Exercise prompt:
Copy every line below where the string "wall" is found.

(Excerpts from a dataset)
[Start of Attachment]

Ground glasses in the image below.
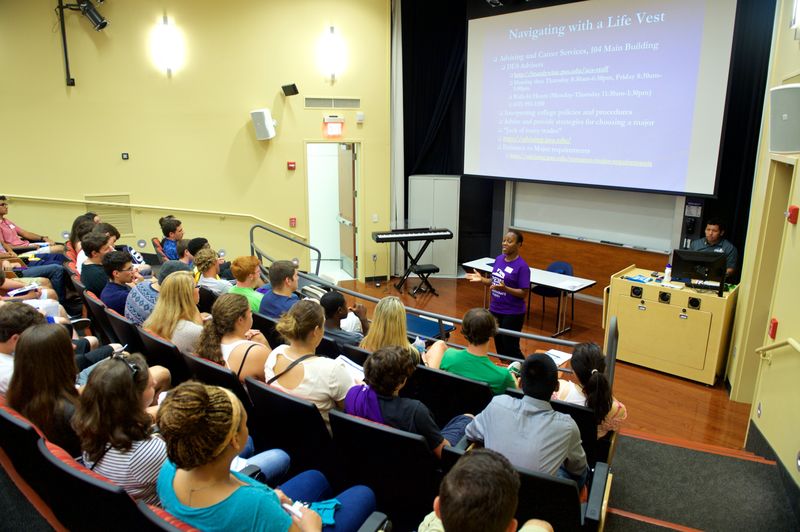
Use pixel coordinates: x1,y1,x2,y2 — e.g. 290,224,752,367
111,348,139,379
0,203,8,207
119,267,134,272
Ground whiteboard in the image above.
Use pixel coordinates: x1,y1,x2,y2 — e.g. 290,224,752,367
512,182,681,252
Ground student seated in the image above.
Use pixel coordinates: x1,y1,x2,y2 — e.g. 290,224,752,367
466,353,588,487
259,260,300,319
359,296,447,365
73,354,291,505
553,342,627,438
6,323,82,455
418,448,554,532
425,308,518,394
0,195,65,255
69,218,96,266
80,231,115,296
265,300,354,428
196,293,271,383
158,215,184,260
194,248,233,296
100,250,138,314
320,291,369,352
156,381,377,532
143,271,205,355
228,255,264,312
125,260,191,326
345,346,472,459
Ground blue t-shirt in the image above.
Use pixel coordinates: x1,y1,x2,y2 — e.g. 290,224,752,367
161,239,178,260
100,282,131,315
489,255,530,315
157,460,291,532
259,289,299,319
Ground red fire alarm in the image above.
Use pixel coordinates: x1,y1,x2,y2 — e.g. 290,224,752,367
287,161,296,170
787,205,799,225
289,217,297,228
768,318,778,340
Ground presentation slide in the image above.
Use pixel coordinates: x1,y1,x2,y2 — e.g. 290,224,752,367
464,0,737,195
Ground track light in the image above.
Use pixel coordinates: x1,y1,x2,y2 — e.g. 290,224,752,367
78,0,107,31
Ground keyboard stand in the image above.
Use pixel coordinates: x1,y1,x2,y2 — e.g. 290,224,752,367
394,238,437,291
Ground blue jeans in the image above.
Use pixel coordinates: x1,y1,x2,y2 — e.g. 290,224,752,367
280,470,376,532
557,464,589,489
441,414,472,447
245,448,291,486
21,264,66,301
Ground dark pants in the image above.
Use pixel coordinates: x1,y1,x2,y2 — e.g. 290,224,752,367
491,311,525,359
73,342,113,371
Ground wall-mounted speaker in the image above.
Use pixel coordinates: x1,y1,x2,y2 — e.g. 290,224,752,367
281,83,299,96
250,108,276,140
770,84,800,153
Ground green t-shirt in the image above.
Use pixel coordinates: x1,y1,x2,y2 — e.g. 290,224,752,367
440,348,516,394
228,286,263,312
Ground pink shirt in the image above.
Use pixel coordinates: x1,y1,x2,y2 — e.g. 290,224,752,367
0,219,28,246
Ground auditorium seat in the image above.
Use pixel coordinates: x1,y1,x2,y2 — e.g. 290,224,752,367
151,237,169,264
342,344,372,366
251,311,284,349
84,290,120,345
316,334,341,358
137,502,199,532
399,364,494,428
182,352,253,415
0,404,49,498
329,409,440,531
244,377,335,480
442,446,610,531
105,308,147,354
196,286,218,314
137,328,190,384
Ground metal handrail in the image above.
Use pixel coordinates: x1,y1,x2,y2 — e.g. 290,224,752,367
756,337,800,365
7,194,305,241
250,225,323,276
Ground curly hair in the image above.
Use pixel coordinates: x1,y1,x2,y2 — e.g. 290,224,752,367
363,346,416,396
275,299,323,341
72,353,152,462
156,382,242,470
193,248,218,274
196,293,249,364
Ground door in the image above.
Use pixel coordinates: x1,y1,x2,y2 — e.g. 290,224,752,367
337,143,357,278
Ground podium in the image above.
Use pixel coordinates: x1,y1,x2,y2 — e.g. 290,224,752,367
602,266,737,385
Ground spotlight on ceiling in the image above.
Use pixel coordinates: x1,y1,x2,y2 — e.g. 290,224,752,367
79,0,107,31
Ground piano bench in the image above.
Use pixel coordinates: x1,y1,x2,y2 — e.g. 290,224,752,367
410,264,440,275
409,264,440,298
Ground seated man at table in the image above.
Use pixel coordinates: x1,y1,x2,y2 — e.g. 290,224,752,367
689,217,738,278
258,260,299,318
425,308,518,394
465,353,588,487
320,290,370,351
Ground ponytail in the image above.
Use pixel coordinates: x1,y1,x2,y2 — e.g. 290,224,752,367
571,342,613,424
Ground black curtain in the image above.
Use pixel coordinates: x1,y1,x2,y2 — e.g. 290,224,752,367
402,0,777,263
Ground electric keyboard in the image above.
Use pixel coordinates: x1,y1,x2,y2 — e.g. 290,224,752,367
372,228,453,243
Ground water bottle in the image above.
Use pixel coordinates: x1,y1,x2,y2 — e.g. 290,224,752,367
412,336,426,353
664,263,672,284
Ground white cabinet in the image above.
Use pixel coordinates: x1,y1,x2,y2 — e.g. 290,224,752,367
407,175,460,277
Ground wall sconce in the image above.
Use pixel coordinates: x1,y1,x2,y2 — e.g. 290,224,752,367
316,25,347,82
150,15,186,75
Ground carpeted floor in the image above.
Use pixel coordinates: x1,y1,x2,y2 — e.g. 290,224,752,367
0,465,52,532
608,435,799,531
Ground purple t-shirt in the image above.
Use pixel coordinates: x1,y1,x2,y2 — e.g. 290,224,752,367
489,255,530,315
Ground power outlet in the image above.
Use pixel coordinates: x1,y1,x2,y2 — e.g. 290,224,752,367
372,253,378,262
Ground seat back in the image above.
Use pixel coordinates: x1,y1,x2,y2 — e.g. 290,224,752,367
151,237,168,264
84,290,120,345
400,364,494,427
316,335,341,358
251,311,284,349
182,353,252,414
244,377,334,478
441,446,583,530
341,344,371,365
548,260,574,276
137,328,190,384
36,439,154,531
136,501,199,532
196,286,218,314
329,409,439,530
0,405,48,494
105,308,146,353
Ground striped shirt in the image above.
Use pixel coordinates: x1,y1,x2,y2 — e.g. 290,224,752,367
83,436,167,505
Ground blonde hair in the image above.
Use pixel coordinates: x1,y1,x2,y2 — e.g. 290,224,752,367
143,271,201,339
197,293,249,364
157,382,242,470
360,296,416,361
275,299,323,342
193,248,218,274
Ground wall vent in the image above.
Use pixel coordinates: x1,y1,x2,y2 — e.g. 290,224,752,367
84,194,134,235
304,97,361,109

[End of Attachment]

Response to this task:
Ground wall-mounted speaker in the image above.
Ground wall sconce in the image above.
Ground wall vent in the image above.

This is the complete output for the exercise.